**BRIEF:**
Please pull out the stretch of the material from the line containing "Where can you spot the wedding" through the end of the material, and copy those lines exactly.

**Point annotation dataset records:**
:::

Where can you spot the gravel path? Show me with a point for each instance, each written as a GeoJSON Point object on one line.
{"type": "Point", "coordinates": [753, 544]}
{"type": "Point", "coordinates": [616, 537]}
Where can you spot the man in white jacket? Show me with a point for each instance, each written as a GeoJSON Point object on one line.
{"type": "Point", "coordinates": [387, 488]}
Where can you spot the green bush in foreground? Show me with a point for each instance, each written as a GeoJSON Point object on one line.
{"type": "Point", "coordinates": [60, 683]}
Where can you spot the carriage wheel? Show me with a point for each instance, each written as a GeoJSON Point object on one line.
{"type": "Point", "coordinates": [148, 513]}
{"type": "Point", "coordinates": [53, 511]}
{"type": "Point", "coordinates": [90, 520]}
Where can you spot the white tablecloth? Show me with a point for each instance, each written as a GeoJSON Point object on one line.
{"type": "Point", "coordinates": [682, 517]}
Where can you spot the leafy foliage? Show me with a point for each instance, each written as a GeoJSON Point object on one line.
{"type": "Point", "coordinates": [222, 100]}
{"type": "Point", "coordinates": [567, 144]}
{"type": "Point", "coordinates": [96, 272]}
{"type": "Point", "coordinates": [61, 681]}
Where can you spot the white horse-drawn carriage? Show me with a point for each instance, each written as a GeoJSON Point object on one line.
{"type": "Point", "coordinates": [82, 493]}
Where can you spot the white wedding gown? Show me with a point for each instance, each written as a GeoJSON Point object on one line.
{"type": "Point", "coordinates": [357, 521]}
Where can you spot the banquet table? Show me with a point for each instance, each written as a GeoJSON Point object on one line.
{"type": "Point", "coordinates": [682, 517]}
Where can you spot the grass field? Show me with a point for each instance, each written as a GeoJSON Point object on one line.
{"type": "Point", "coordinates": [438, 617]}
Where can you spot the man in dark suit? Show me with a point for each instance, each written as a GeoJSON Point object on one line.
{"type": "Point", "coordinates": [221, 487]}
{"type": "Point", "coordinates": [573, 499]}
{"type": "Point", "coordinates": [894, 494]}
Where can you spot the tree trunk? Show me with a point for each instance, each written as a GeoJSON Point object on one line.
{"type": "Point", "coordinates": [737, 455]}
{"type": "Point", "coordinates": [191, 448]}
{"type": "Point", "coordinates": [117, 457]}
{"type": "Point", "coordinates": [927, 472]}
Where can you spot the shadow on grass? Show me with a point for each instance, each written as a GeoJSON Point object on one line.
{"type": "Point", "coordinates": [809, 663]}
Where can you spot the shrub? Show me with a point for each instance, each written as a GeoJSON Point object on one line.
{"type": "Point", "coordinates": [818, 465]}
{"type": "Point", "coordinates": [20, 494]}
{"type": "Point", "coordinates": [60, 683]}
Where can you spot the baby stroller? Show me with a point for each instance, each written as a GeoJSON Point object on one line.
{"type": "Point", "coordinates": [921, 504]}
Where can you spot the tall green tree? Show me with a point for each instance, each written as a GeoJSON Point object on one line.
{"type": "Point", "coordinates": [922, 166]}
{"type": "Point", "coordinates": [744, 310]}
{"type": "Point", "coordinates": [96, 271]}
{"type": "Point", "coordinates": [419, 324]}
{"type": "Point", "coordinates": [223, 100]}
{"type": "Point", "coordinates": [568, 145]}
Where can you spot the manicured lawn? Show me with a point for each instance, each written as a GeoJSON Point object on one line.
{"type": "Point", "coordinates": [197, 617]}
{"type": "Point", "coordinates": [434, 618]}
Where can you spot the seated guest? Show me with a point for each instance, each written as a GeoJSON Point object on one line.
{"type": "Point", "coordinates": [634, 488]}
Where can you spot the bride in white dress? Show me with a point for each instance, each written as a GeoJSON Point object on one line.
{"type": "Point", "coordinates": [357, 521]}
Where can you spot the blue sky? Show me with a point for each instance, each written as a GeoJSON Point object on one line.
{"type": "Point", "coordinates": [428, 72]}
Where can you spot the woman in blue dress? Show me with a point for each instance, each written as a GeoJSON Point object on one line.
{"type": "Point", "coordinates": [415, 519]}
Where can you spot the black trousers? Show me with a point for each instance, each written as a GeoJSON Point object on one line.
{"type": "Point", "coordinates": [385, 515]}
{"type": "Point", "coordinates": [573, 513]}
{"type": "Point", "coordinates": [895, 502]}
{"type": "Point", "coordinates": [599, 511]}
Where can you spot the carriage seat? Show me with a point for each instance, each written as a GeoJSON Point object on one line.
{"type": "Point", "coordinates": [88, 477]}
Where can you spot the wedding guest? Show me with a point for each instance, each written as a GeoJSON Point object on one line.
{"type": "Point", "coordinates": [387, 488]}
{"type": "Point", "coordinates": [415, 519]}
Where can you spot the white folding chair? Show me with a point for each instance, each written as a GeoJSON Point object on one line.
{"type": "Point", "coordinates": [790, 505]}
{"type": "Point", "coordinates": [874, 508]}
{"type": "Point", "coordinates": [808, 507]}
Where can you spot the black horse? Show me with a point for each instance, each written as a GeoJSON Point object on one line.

:::

**SOLUTION TO THE PROBLEM:**
Where can you spot the wedding guest? Show me with a point for each instance, each written as a GeoJSON Point object on one line.
{"type": "Point", "coordinates": [387, 488]}
{"type": "Point", "coordinates": [415, 519]}
Where can you spot the white folding chair? Show me with a point for each instance, each written as a GeoJSON Point object on one line.
{"type": "Point", "coordinates": [790, 505]}
{"type": "Point", "coordinates": [874, 508]}
{"type": "Point", "coordinates": [808, 507]}
Where can you spot the black horse? Show me with a point for each instance, each written as a GeoJSON Point object on one line.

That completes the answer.